** REQUIRED TASK **
The output should consist solely of the line containing "Guideline: for every instance of the bush, set" and the lines that follow it through the end of the data below.

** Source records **
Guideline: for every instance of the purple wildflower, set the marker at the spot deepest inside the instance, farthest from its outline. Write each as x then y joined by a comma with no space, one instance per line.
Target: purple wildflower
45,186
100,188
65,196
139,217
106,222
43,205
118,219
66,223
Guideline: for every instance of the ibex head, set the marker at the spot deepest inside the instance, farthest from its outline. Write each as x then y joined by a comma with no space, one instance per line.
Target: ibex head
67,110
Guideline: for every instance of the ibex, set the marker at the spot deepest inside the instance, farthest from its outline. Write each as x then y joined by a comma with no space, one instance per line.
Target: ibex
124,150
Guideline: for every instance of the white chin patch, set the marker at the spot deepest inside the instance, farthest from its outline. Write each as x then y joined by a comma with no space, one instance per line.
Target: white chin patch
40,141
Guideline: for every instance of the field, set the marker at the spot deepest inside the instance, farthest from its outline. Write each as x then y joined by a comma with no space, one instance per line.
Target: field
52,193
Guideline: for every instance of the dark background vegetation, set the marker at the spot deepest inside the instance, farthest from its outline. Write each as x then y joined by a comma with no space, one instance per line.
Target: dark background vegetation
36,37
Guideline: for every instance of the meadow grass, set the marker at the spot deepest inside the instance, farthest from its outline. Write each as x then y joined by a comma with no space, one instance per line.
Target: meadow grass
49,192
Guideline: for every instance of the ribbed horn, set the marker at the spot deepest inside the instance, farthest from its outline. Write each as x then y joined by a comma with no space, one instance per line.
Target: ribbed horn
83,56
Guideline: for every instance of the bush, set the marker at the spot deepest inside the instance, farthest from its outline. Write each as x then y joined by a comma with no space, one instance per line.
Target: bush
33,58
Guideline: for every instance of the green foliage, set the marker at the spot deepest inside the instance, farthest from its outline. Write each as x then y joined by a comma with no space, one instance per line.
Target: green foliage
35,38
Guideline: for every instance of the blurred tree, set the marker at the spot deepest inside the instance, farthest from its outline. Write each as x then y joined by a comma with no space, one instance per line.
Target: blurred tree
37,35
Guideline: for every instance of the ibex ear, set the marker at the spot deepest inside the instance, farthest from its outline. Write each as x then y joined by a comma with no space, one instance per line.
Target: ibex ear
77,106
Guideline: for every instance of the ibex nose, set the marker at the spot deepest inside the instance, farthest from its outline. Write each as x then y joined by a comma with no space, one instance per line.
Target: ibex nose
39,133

** RESPONSE **
Guideline: for every instance of the bush, set the marker at the spot deepest inside the instance, farthest from its outline. Write each as x then y joined by a comma with no space, one instance per line.
Target: bush
33,58
Guideline: for every instance of the green foliage, set the marker at the spot deepest inside the instance, farthest from its outline. Write each as x then y joined by a comma with no space, one instance per line.
Target: green foliage
35,38
Guideline: for every instance of the blurred tree, set the marker at the spot deepest inside the instance, farthest from its outline. Write each as x then y joined by a comma with no space, one instance per line.
Target: blurred tree
37,35
Guideline: for every instance of the ibex ear, set the marker at the spot deepest inside the instance, farthest from its outline. Write each as x then y joined by a comma with no space, one instance per line.
Target: ibex ear
77,106
Guideline: for every instance of the ibex nose, set the marker at the spot deepest inside the instance, farthest from its outline. Write each as x then y joined by a comma with no space, one instance per line.
Target: ibex nose
39,133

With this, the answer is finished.